The Coldest Swim on Earth

On September 7, 2021, Lewis became the first person to complete a multi-day swim in the Polar Regions, when he swam across Greenland's Ilulissat Icefjord, fed by the world’s fastest moving glacier.

The 7.8 km swim was completed in 14 sessions over 12 days.

Later in the year, Lewis attended the UN Climate Conference (COP26) in Glasgow. He used the story of his swim to impress upon world leaders the speed of the climate crisis. He asked them to move beyond long-term commitments toward urgent action.

No one will escape climate change. it will affect every creature on this planet, great or small. Tackling the climate crisis is the defining issue of our generation.

Why here?

Glacial Retreat

The Ilulissat Glacier, a UNESCO World Heritage Site, is the world's fastest moving glacier. On average it moves of 30 m per day. Due to its sheer size and speed, it is one of the most studied glaciers in the world – legend has it that the Ilulissat Glacier calved the iceberg that sank the Titanic.

Currently, the glacier discharges around 30 cubic kilometres of ice per year into the sea.

Now, due to warming air and ocean temperatures, the glacier is melting at an accelerating scale and pace. If the entire Greenland Ice Sheet were to melt, it would lead to a global sea level rise of over seven metres.

Any sea-level rise will be devastating, with one billion people living less than 10 metres above sea level, and around 230 million within one metre. This includes those living in London, Tokyo and New York.

There is no better place in the world than Ilulissat to show the dramatic impact of the Climate Crisis.

Icefjord Swim

The mouth of the Icefjord is 7.8 km wide. Lewis’s route was not straightforward – he had to deal with icebergs and brash ice, which clogged the mouth of the fjord. The water was near freezing (0°– 3°C), and the wind chill  plummetted temperatures deep into negative numbers.

The cumulative effects of swimming, day after day, in water that may drop to minus 1.7°C, had never been tested before.

The Coldest Swim on Earth

How mighty is Ilulissat?

----------

* Exercise task 1:
According to the page on the Icefjord swim, in how many sessions and over how many days was the 7.8 km swim completed?
* Exercise task 2:
For each statement below, state whether it agrees with the page on the Icefjord swim, and quote the words that decide it: (a) The swim crossed Greenland's Ilulissat Icefjord. (b) The mouth of the Icefjord is 12 km wide. (c) Around 230 million people live within one meter above sea level.

Position identification records:
----------

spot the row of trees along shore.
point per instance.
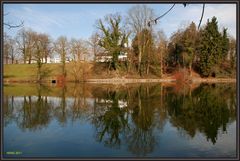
(208, 51)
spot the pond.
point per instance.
(131, 120)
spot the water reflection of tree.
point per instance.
(140, 138)
(148, 107)
(60, 111)
(8, 109)
(35, 112)
(80, 107)
(112, 122)
(204, 110)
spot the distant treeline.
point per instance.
(209, 51)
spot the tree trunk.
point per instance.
(190, 69)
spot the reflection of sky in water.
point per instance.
(77, 137)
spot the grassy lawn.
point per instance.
(28, 71)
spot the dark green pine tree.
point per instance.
(225, 44)
(211, 49)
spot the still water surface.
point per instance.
(140, 120)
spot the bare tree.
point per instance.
(61, 47)
(161, 49)
(10, 52)
(78, 51)
(94, 44)
(138, 19)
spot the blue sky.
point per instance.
(78, 20)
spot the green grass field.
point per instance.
(20, 72)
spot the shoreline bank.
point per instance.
(132, 80)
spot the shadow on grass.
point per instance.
(8, 76)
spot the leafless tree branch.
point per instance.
(155, 20)
(13, 26)
(201, 16)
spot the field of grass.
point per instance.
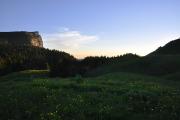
(32, 95)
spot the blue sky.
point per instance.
(95, 27)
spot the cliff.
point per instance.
(21, 38)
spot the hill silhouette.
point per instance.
(171, 48)
(165, 61)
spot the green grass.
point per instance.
(32, 95)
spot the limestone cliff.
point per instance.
(21, 38)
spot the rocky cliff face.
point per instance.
(21, 38)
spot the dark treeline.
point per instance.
(18, 58)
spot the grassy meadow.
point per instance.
(32, 95)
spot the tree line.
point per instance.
(17, 58)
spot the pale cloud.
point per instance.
(67, 39)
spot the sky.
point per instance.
(95, 27)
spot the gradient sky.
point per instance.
(95, 27)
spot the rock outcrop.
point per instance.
(21, 38)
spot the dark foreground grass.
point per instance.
(31, 95)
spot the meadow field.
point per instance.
(31, 94)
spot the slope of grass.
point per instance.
(109, 97)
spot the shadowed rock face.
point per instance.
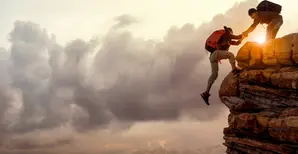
(263, 99)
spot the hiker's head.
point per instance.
(252, 13)
(228, 29)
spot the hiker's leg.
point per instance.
(228, 55)
(274, 33)
(213, 76)
(273, 27)
(214, 70)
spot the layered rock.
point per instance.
(263, 99)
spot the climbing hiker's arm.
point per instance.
(234, 42)
(237, 37)
(251, 28)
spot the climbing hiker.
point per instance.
(218, 44)
(266, 13)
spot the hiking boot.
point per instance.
(236, 71)
(205, 97)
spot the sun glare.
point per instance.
(260, 39)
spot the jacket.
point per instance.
(228, 39)
(263, 17)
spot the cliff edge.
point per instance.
(263, 99)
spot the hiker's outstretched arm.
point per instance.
(237, 37)
(235, 42)
(252, 27)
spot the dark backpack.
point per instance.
(213, 40)
(266, 5)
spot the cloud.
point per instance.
(124, 21)
(108, 85)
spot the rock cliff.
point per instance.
(263, 99)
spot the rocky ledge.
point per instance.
(263, 99)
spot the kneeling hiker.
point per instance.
(218, 44)
(266, 13)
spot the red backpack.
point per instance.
(213, 40)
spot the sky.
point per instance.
(114, 77)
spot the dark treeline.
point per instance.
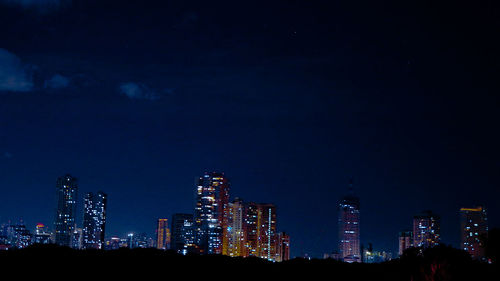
(438, 263)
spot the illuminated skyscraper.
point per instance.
(426, 230)
(162, 235)
(42, 234)
(76, 238)
(349, 237)
(234, 243)
(211, 212)
(405, 241)
(66, 209)
(182, 233)
(283, 247)
(474, 227)
(266, 230)
(251, 229)
(94, 220)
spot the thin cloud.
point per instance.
(14, 76)
(56, 82)
(138, 91)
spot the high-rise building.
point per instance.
(162, 234)
(283, 248)
(251, 229)
(112, 243)
(474, 228)
(405, 240)
(234, 243)
(66, 209)
(426, 230)
(42, 234)
(18, 236)
(266, 230)
(77, 238)
(211, 212)
(349, 236)
(94, 220)
(182, 233)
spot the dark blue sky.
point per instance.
(288, 98)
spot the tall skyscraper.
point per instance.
(426, 230)
(234, 243)
(211, 212)
(349, 236)
(251, 229)
(182, 233)
(283, 247)
(474, 227)
(66, 209)
(405, 241)
(267, 232)
(42, 234)
(162, 234)
(94, 220)
(259, 237)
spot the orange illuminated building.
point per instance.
(474, 228)
(162, 235)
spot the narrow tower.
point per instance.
(349, 238)
(66, 209)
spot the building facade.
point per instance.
(405, 241)
(67, 188)
(234, 243)
(162, 234)
(182, 233)
(426, 230)
(474, 228)
(211, 213)
(94, 220)
(349, 231)
(283, 247)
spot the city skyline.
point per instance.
(289, 99)
(239, 228)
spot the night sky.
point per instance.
(288, 98)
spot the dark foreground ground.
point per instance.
(442, 263)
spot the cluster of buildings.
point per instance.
(426, 231)
(220, 226)
(234, 228)
(217, 225)
(66, 232)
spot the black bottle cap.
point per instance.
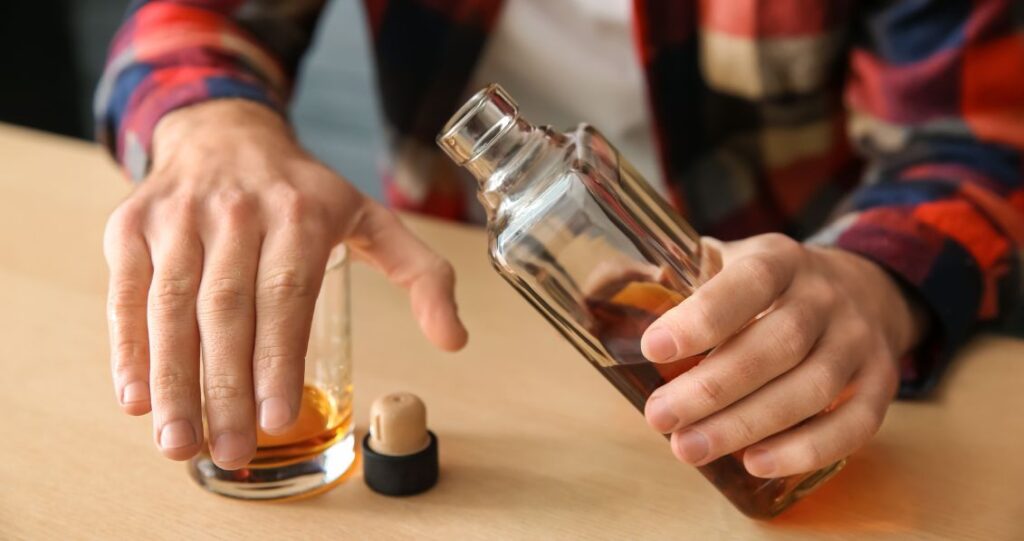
(400, 474)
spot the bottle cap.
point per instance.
(484, 118)
(399, 454)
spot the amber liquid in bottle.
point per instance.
(577, 231)
(622, 314)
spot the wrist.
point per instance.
(216, 126)
(903, 317)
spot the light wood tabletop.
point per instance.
(535, 445)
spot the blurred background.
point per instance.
(52, 52)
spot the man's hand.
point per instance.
(222, 249)
(835, 327)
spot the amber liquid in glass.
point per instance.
(623, 311)
(321, 423)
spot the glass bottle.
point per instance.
(317, 451)
(582, 236)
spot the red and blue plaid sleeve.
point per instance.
(172, 53)
(936, 90)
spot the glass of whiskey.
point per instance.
(317, 452)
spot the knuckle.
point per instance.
(171, 384)
(272, 359)
(124, 296)
(709, 392)
(176, 209)
(825, 384)
(808, 455)
(129, 356)
(222, 294)
(791, 334)
(743, 429)
(232, 204)
(286, 283)
(704, 324)
(857, 331)
(127, 218)
(762, 271)
(172, 294)
(292, 204)
(222, 387)
(823, 292)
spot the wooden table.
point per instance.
(535, 445)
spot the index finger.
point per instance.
(745, 287)
(378, 236)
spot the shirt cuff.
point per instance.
(942, 276)
(169, 89)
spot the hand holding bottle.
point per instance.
(829, 329)
(222, 249)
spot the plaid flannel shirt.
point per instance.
(893, 129)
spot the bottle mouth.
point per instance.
(483, 119)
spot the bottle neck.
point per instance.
(489, 138)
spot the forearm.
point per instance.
(171, 54)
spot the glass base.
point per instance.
(299, 480)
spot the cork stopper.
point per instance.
(398, 424)
(399, 454)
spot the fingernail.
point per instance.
(693, 446)
(274, 413)
(659, 416)
(657, 345)
(229, 447)
(760, 462)
(135, 391)
(177, 433)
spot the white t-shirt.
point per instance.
(567, 61)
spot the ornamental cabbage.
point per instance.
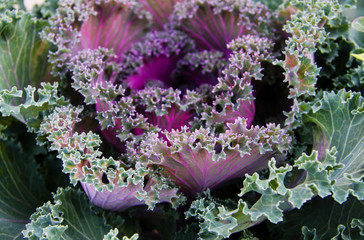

----------

* Worked answer 1:
It was completed in 14 sessions over 12 days.

* Worked answer 2:
(a) Yes: "he swam across Greenland's Ilulissat Icefjord"
(b) No: "The mouth of the Icefjord is 7.8 km wide."
(c) Yes: "around 230 million within one metre"